» **Task brief**:
Every entry below must appear again, exactly as written.

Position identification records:

------------------------------------------------------------------------

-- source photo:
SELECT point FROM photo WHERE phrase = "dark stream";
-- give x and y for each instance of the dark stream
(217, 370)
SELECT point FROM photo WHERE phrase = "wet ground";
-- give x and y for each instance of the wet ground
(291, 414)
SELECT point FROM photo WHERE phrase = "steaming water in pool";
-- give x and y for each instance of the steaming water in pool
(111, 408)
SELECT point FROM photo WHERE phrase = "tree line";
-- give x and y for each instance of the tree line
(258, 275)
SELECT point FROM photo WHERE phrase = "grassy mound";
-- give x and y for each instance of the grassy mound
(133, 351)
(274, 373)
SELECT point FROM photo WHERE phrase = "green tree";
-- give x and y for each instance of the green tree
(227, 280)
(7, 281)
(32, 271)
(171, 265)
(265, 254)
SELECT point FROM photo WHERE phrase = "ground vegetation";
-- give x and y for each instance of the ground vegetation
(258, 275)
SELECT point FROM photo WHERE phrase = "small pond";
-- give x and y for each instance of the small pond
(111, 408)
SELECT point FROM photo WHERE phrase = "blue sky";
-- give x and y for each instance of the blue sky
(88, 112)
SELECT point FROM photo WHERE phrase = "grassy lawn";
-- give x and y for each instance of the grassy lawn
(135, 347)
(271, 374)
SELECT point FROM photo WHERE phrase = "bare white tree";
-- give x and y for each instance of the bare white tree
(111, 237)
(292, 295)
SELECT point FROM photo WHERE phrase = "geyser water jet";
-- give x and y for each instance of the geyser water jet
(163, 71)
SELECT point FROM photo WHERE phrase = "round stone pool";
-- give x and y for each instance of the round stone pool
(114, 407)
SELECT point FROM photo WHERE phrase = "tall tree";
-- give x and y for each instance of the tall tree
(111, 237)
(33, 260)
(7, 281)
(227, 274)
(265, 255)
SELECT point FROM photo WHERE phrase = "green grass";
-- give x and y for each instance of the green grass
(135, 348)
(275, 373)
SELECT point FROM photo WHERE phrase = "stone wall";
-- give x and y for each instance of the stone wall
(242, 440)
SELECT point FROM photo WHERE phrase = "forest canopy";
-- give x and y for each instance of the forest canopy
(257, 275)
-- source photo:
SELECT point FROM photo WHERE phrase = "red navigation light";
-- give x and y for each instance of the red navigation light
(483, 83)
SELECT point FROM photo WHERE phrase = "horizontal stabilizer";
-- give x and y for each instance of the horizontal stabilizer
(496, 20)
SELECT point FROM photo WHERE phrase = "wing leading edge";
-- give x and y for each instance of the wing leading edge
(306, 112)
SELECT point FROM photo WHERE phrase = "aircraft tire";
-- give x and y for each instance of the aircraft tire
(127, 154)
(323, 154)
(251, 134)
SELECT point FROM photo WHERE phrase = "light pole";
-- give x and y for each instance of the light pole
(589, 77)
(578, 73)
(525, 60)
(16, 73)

------------------------------------------------------------------------

» **Result of this exercise**:
-- source photo:
SELECT point FROM photo WHERE phrase = "dark stream";
-- give x and y for each instance of the dark stream
(217, 370)
SELECT point FROM photo WHERE phrase = "wet ground";
-- give x and y for each instance of the wet ground
(291, 414)
SELECT point FROM photo WHERE phrase = "steaming water in pool";
-- give x and y for each instance of the steaming water in pool
(111, 408)
SELECT point FROM photo WHERE phrase = "tree line";
-- give x and y for each instance of the tree line
(258, 275)
SELECT point FROM photo WHERE phrase = "grassy mound";
-- give x and y for each instance of the grassy mound
(133, 351)
(274, 373)
SELECT point FROM photo WHERE phrase = "green tree";
-- give x and y for each instance of the green tree
(227, 280)
(7, 281)
(32, 271)
(171, 265)
(265, 254)
SELECT point FROM photo WHERE phrase = "ground vegetation";
-- give x and y for each instance of the ground vegetation
(258, 275)
SELECT point FROM photo WHERE phrase = "small pond";
-- give x and y for each instance of the small pond
(111, 408)
SELECT point FROM photo WHERE phrase = "blue sky";
-- give x and y for each instance of the blue sky
(88, 112)
SELECT point FROM photo WHERE phrase = "grassy lawn";
-- give x and y for each instance of the grassy lawn
(135, 347)
(271, 374)
SELECT point FROM photo WHERE phrase = "bare white tree";
-- give x and y for each instance of the bare white tree
(111, 237)
(292, 295)
SELECT point FROM photo WHERE phrase = "geyser water jet";
-- give x and y for each instance of the geyser water jet
(163, 71)
SELECT point FROM photo WHERE phrase = "round stone pool";
-- give x and y for each instance of the round stone pool
(114, 407)
SELECT point FROM photo WHERE phrase = "tall tree";
-- give x and y for each instance of the tall tree
(111, 237)
(33, 260)
(7, 281)
(227, 274)
(265, 255)
SELECT point FROM photo WHERE phrase = "green grass";
-- give x and y for each instance of the green grass
(135, 348)
(275, 373)
SELECT point FROM photo WHERE phrase = "stone wall";
-- give x and y for each instance of the stone wall
(242, 440)
SELECT point FROM photo WHERE phrase = "forest canopy";
-- give x and y for each instance of the forest canopy
(257, 275)
-- source photo:
SELECT point FROM photo WHERE phrase = "red navigation light";
-- give x and y for each instance of the red navigation light
(483, 83)
SELECT point FROM photo WHERE phrase = "horizontal stabilizer";
-- give x and y for each instance of the horizontal stabilizer
(496, 20)
SELECT point FROM photo WHERE phrase = "wing leading edge";
-- give x and y for each instance of the wing leading edge
(306, 112)
SELECT point FROM photo WHERE phrase = "aircraft tire";
-- give x and y for each instance of the aircraft tire
(127, 154)
(323, 154)
(251, 134)
SELECT point FROM photo WHERE phrase = "light pole";
-- give x and y for each instance of the light pole
(589, 77)
(578, 73)
(525, 60)
(16, 73)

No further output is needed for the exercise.